[What is being asked]
The answer must be the complete listing, copied exactly.

[Study material]
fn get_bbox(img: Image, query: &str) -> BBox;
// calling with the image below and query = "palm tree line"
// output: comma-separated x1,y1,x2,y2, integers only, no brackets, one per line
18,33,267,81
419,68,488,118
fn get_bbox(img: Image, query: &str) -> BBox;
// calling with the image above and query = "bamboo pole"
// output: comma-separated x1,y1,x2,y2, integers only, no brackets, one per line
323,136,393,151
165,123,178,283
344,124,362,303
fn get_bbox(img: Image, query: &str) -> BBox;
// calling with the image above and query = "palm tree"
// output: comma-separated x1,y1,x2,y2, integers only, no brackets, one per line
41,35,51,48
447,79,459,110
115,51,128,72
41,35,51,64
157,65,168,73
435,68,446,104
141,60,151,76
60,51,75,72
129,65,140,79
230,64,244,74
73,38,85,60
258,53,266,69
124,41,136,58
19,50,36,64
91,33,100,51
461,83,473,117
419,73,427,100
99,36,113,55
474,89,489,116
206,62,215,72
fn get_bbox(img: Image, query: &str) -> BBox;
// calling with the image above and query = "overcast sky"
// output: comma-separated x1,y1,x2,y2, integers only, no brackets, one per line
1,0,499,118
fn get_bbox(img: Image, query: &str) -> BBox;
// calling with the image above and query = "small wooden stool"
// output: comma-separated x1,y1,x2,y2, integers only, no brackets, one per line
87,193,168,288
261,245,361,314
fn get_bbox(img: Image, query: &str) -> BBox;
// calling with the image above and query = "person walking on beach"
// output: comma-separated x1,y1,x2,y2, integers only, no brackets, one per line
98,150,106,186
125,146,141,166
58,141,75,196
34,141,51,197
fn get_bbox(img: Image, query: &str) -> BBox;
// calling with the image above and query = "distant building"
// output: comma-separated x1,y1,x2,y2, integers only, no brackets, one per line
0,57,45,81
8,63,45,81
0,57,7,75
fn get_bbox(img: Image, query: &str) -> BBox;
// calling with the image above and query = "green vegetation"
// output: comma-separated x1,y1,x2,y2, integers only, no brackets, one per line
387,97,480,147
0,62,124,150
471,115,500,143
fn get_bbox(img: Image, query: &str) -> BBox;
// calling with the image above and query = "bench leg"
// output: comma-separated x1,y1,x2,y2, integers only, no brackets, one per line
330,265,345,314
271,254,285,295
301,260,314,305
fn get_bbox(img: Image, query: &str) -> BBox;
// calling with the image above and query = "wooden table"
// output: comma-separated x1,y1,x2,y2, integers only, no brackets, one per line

[Reply]
fn get_bbox(img: Image, query: &str) -> BBox;
// calling with the image below and query = "palm tree line"
// output: comma-separated x1,y1,x2,y2, integers only, no brackets, one per line
18,33,267,81
419,68,488,118
fn get_bbox(img: Image, query: &str) -> BBox;
// calling with the image above and query = "bamboo pole"
// output: comma-separated x1,y1,x2,y2, integers only, no brackets, one per line
323,136,393,151
165,123,178,283
344,124,362,303
fn get_bbox(img: Image, query: &str) -> BBox;
// calling with the image above and query = "palm tree"
// output: comma-separated x1,y1,x2,y2, integers only, no brackets, one per line
41,35,51,48
447,79,459,110
115,51,128,72
41,35,51,64
157,65,168,73
435,68,446,104
141,60,151,76
60,51,75,72
129,65,140,79
230,64,244,74
73,38,85,60
258,53,266,69
124,41,136,58
19,50,36,64
91,33,100,51
461,83,473,117
419,73,427,100
99,36,113,55
474,89,489,116
206,62,215,72
fn get_bbox(img: Image, query: &str) -> BBox;
// calling with the image above and query = "overcast sky"
// output: comma-separated x1,y1,x2,y2, integers only, no brackets, one per line
1,0,499,118
fn get_bbox(img: Image, query: &str) -> BBox;
// calling with the image above and query = "small wooden stool"
// output: comma-separated x1,y1,x2,y2, integers only, no brackets, one per line
87,193,168,288
261,245,361,314
fn get_bbox(img: Image, query: &str) -> BBox;
// calling with the image above and query = "person walking on beach"
// output: comma-separated x1,y1,x2,y2, integers only, no brackets, one per line
98,150,106,186
125,146,141,166
58,141,75,196
34,141,51,197
fn get_bbox(img: Image, query: &str) -> BBox;
// calling with the image above and query = "distant building"
// output: comma-separated x1,y1,x2,y2, integers only, no brackets, one per line
0,57,45,81
8,63,45,81
0,57,7,75
fn get_bbox(img: Image, query: &str) -> BBox;
// calling with the image above and query = "green vegetation"
// output: comma-separated x1,y1,x2,y2, integers only, no brackets, one per line
387,97,480,147
0,62,124,150
471,115,500,143
fn get_bbox(img: Image, query: &str) -> BBox;
// calling with the image above and query = "bench leg"
// output: comma-separated x1,y1,x2,y2, integers only, no brackets, one per line
330,265,345,314
271,254,285,295
301,260,314,305
fn get_bbox(img: Image, query: &str) -> BBox;
// calling with the image above and query = "wooden table"
// output: comma-separated x1,y1,x2,y2, integers only, no brackets, one per line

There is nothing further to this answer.